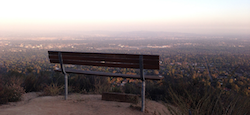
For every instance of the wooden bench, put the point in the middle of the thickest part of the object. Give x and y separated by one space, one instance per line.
106 60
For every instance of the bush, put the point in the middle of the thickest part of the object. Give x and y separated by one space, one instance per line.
11 91
52 90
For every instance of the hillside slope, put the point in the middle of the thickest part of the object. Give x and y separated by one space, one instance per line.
77 104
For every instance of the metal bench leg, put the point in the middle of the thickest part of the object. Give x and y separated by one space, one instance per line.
65 75
143 85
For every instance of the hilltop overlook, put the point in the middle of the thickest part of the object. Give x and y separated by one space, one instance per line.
77 104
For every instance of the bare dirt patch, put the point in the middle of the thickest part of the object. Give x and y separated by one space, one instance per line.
77 104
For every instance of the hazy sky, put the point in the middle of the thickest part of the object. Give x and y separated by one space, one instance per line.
190 16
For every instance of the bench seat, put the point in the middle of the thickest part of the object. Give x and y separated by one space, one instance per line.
105 74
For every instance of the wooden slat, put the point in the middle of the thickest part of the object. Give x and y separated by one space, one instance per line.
105 59
147 77
121 65
107 55
135 61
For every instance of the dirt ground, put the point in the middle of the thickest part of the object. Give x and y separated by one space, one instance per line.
77 104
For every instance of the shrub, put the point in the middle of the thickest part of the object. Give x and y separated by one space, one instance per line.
11 91
52 90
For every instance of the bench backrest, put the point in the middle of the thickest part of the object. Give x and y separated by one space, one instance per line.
105 59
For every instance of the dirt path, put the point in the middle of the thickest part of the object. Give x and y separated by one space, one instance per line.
77 104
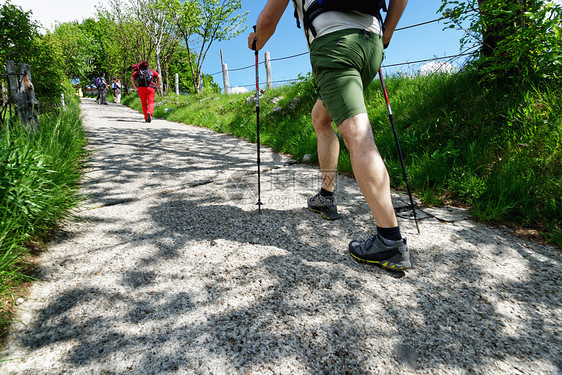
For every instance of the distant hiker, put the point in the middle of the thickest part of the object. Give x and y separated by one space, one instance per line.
97 84
103 89
143 81
346 51
117 89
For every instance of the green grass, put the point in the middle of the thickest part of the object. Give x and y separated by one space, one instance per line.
39 174
494 149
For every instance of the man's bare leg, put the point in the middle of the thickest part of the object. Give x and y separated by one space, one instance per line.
328 145
369 169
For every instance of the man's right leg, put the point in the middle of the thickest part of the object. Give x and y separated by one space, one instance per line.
328 147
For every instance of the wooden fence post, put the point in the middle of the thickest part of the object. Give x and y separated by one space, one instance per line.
23 91
268 69
225 81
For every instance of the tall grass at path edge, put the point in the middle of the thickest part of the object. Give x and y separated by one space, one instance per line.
39 176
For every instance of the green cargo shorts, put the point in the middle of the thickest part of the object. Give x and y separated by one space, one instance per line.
344 63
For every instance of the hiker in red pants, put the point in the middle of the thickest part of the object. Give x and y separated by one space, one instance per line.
143 81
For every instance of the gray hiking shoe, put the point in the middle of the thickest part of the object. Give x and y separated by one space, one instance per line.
393 255
326 206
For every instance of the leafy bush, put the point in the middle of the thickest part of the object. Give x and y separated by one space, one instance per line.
493 149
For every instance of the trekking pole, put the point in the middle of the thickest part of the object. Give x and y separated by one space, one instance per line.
257 118
398 147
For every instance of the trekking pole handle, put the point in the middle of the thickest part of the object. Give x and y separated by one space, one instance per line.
255 41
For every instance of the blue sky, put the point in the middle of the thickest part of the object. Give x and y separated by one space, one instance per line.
419 43
424 42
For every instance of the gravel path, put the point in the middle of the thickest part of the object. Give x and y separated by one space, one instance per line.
172 271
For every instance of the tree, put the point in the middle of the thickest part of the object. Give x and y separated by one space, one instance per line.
76 48
517 39
17 32
21 42
201 23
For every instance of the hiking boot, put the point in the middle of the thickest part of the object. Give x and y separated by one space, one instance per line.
393 255
326 206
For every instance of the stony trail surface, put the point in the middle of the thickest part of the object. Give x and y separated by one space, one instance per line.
172 270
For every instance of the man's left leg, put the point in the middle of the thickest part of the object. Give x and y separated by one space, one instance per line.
387 247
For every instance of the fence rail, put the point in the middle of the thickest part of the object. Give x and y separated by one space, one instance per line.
268 60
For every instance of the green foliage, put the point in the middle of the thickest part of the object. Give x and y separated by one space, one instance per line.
520 41
201 23
21 43
39 174
76 47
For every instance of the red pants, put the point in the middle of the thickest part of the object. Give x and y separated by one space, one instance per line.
146 94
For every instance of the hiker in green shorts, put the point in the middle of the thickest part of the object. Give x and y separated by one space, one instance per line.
346 51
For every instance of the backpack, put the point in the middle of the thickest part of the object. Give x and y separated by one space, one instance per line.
144 77
317 7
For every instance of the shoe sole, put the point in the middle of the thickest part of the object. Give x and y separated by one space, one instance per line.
324 215
384 263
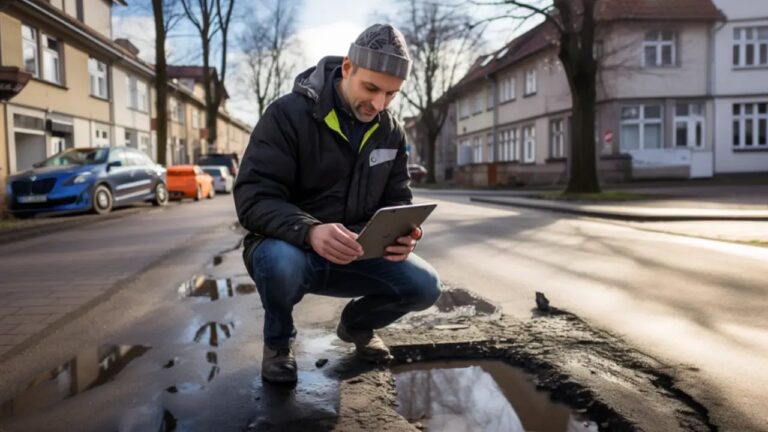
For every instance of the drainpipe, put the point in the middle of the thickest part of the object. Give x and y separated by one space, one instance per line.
711 82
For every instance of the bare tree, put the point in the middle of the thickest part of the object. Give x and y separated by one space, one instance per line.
212 19
441 42
268 44
167 15
575 26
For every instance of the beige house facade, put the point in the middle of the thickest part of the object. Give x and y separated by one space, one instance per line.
655 109
88 90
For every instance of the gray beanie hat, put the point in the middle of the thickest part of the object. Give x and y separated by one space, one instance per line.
381 48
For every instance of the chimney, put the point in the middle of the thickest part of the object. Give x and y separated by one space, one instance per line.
125 43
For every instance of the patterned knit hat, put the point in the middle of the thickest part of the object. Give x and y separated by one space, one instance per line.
381 48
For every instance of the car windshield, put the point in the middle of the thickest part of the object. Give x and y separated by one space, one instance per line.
78 157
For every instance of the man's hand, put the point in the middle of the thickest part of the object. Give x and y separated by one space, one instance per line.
335 243
405 246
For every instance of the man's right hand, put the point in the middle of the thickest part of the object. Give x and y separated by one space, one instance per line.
335 243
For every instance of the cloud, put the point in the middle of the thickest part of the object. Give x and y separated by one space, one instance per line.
329 39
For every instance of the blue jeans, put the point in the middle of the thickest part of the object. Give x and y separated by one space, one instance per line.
388 290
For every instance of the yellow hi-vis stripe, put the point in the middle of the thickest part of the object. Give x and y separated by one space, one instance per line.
332 120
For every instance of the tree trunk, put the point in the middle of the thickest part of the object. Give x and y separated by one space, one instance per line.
161 84
583 157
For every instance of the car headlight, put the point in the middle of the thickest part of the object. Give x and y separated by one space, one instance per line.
80 178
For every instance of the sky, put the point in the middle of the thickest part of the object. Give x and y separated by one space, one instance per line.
325 27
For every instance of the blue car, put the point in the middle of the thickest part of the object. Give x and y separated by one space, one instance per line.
87 179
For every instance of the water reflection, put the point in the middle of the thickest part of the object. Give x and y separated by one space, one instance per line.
85 371
211 333
213 289
479 396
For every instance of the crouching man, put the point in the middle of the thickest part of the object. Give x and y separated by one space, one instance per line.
320 162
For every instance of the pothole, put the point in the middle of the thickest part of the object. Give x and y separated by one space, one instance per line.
87 370
480 395
213 289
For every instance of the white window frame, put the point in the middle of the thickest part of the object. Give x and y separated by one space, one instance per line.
693 119
507 89
750 117
642 122
529 144
98 74
52 72
746 38
530 81
464 107
30 43
557 138
656 40
477 102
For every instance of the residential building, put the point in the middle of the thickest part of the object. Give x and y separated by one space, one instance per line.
656 113
739 85
88 90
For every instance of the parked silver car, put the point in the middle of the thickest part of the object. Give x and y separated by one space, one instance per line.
222 179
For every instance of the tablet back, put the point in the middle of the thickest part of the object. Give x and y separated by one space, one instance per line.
389 223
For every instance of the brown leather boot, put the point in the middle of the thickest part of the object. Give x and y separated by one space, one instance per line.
368 346
278 365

# # # # # # #

- WHAT YOU WILL DO
Everything but the pictures is needed: copy the data above exactly.

- SOLUTION TO THE PROBLEM
For every instance of the wooden bench, put the point in the middle of the thickest part of the object. Give x and y separated by one space, one instance per line.
106 60
For every instance of the bush, put the point in the middle of the thickest part of the object. Give x and y separated by one space, one instance per line.
11 91
52 90
For every instance of the hillside slope, put the point in the middle of the thickest part of the object. Give x and y separated by one space, one instance per line.
77 104
For every instance of the metal bench leg, put the point in the middle of the thickest part of the object. Give x and y separated by one space, one instance per line.
65 75
143 85
For every instance of the hilltop overlook, put the point in the middle of the thickest part of the object. Give x and y separated by one space, one instance per line.
77 104
For every instance of the bare dirt patch, put the point in the middle of the thickest part of the object. Give x and y separated by one space, one instance per line.
77 104
For every instance of the hazy sky, put the point in the middle of the thickest part of the object. Give x and y separated by one space, one instance per line.
190 16
For every instance of the bench seat, put the point in the middle of the thickest part of the object. Give x and y separated by one space, one instance per line.
105 74
For every instance of the wooden slat, put the point in the middle of the thickest part of the object. Give x and y separated by one space, one instance per line.
105 59
147 77
121 65
107 55
135 61
For every instance of the dirt ground, put the point in the middle of the thickest part of the object. Give x and y separated by one space, one instance per line.
77 104
For every instance of the shrub, put the point in the middle of the thickest part of the object. Give x and y separated by one space, one instance per line.
11 91
52 90
For every instance of the bench backrest, put the point in the middle of the thickest part of the object. Give x and y separated by one space, one instance per line.
105 59
For every instance of the dirt path, put the point in the middle of the thickest part of the object. Give x and y separated by one space, one instance per line.
77 104
For every instance of the distant hiker, put the point in the middle of the thickest part of the object. Give x and y separated by one space, one instance per line.
97 84
103 89
143 81
346 51
117 89
For every instance of the green grass, put the point in the middle of the thickest part of the object. Give x and y separated by one space, one instance per line.
39 174
494 149
For every instance of the man's bare leg, put the point in the middle of the thickest part of the object. Give x and y separated by one space, one instance per line.
328 145
369 169
For every instance of the man's right leg, put the point in the middle of the thickest part of the object. Give x and y separated by one space, one instance per line.
328 147
For every instance of the wooden fence post, put the point in the middle of the thickest part of the object. Give x and y separated by one space, one instance per line.
23 91
268 69
225 81
For every instance of the tall grass at path edge, put the point in the middle of the thickest part of the object. Give x and y separated by one space, one instance per line.
39 176
For every instance of the green cargo shorts, put the point in the middle of the thickest part of the object. Give x and y separated by one space, one instance per line.
344 63
For every instance of the hiker in red pants, put the point in the middle of the thickest part of the object. Give x and y separated by one space, one instance per line.
143 81
For every instance of the gray hiking shoe, put the point in the middle of the thickest part of the object. Give x and y separated by one space, one instance per line.
393 255
326 206
For every instance of the leafy bush, put the point in the middle of the thickest part of the object. Give x and y separated by one space, one instance per line.
493 149
For every instance of the trekking pole, put the point in the middle of the thickest part of the object. Give x and y separated by one space, one instance per line.
257 118
398 147
For every instance of the trekking pole handle, put the point in the middle of the thickest part of the object. Give x and y separated by one space, one instance per line.
255 41
For every instance of the blue sky, put the point in the middle of the thickest part of the object. Give x and y separated by one space, one instance per line.
419 43
424 42
For every instance of the gravel path, put the point in the middle of the thickest part of the object. Give x and y separated by one space, one instance per line.
172 271
For every instance of the tree, put the point in the middle of the thickest part of the object. Give x and y separated by one space, one instance per line.
76 48
517 39
17 32
21 42
201 23
For every instance of the hiking boot, put the point in the middle of the thickest part of the object. Give x and y separated by one space, one instance per line.
393 255
326 206
For every instance of the stony trail surface, put the point in the middle of the thickest part of the object. Give x and y separated by one space, one instance per line.
172 270
For every instance of the man's left leg, put the point in the middle of the thickest part of the object. Give x and y separated by one space, one instance per line.
387 247
For every instance of the fence rail, put the point in the middle of the thickest part of the object. Give x and y separated by one space, one instance per line.
268 60
For every instance of the green foliage, put the point in the middle of the thickest part of the object. Give x and y separated by one space, one instance per line.
520 41
201 23
21 43
39 174
76 47
For every instance of the red pants, put the point in the middle of the thickest part of the object. Give x and y separated by one space, one instance per line.
146 94
For every instance of the hiker in green shorts, put the point in the middle of the thickest part of the object. Give x and y separated by one space, one instance per line.
346 51
For every instance of the backpack, put the point in the middle of the thickest part of the object. Give x and y separated by one space, one instance per line.
144 77
317 7
For every instance of the shoe sole, put the point in the middle of the thickest part of the object. Give x and y separated by one space, one instance per line.
324 215
384 263
For every instance of the drainpipe, put the point in the middle of the thickest part of the object. Give x and y separated by one space, one instance per line.
711 82
For every instance of the bare tree, put the point in the middle of the thickest part of the object. Give x and y separated by one space, one instance per line.
212 19
441 42
268 44
167 15
575 26
For every instance of the beige house facade, put the point in the middle of the thickest part of the object. Give x and y separated by one space, one instance per line.
655 109
88 90
For every instance of the gray beanie hat, put the point in the middle of the thickest part of the object. Give x and y separated by one space, one instance per line.
381 48
For every instance of the chimney, put the point in the middle of the thickest part of the object. Give x and y separated by one space, one instance per line.
125 43
For every instance of the patterned knit hat, put the point in the middle of the thickest part of the object. Give x and y separated by one space, one instance per line.
381 48
For every instance of the car windshield, put the point in the middle of the thickest part of the object. Give x and y separated by one space, one instance per line.
78 157
For every instance of the man's hand, put the point in the middle of the thickest part of the object. Give x and y separated by one space, one instance per line.
335 243
405 246
For every instance of the man's right hand, put the point in the middle of the thickest part of the object. Give x and y separated by one space, one instance per line.
335 243
For every instance of the cloud, put the point in the middle of the thickest part of the object. Give x and y separated by one space, one instance per line.
329 39
For every instance of the blue jeans, put the point in the middle of the thickest part of the object. Give x and y separated by one space, one instance per line.
388 290
For every instance of the yellow hi-vis stripe, put the point in the middle of the thickest part of the object. Give x and y separated by one space, one instance per line.
332 120
For every instance of the tree trunk, put the point in the middle of the thickest part of the object. Give x and y separated by one space, one instance per line.
161 84
583 157
For every instance of the car headlight, put the point in the middle of the thickest part of the object. Give x and y separated by one space, one instance per line.
80 178
For every instance of the sky, put the point in the middle of the thickest part of the object. Give x and y separated by one space, one instance per line.
325 27
For every instance of the blue car, put the point in the middle of the thickest part of the object. Give x and y separated by one space, one instance per line.
87 179
For every instance of the water reflection, put the point in the middle of the thickest part of the object. Give x and y separated by one space, one instance per line.
85 371
211 333
213 289
479 396
For every instance of the crouching man, put the point in the middle of the thickest part of the object. Give x and y separated by one space, one instance per line.
320 162
For every instance of the pothole, put the point in the middle of the thickest part of the object. Give x and y separated by one space, one instance per line.
87 370
480 395
213 289
For every instance of the white window frame, put the point in the middle of the thickest part of the object. Give x and y separated by one space, one instance per line.
693 119
507 89
750 117
642 122
529 144
98 74
52 72
746 38
530 81
464 107
30 43
557 138
656 40
477 102
For every instance of the residential building, put the point in the middle of the thickest part of the object. Give x and y separated by one space, one instance per line.
656 113
739 85
88 90
For every instance of the parked silver car, put the point in the middle of the thickest part of the object. Give x and y separated by one space, one instance per line.
222 179
For every instance of the tablet back, put the point in the middle of the thickest part of the object. Give x and y separated by one space, one instance per line.
389 223
For every instance of the brown leather boot, put the point in the middle of the thickest part of the object. Give x and y separated by one space, one instance per line.
368 346
278 365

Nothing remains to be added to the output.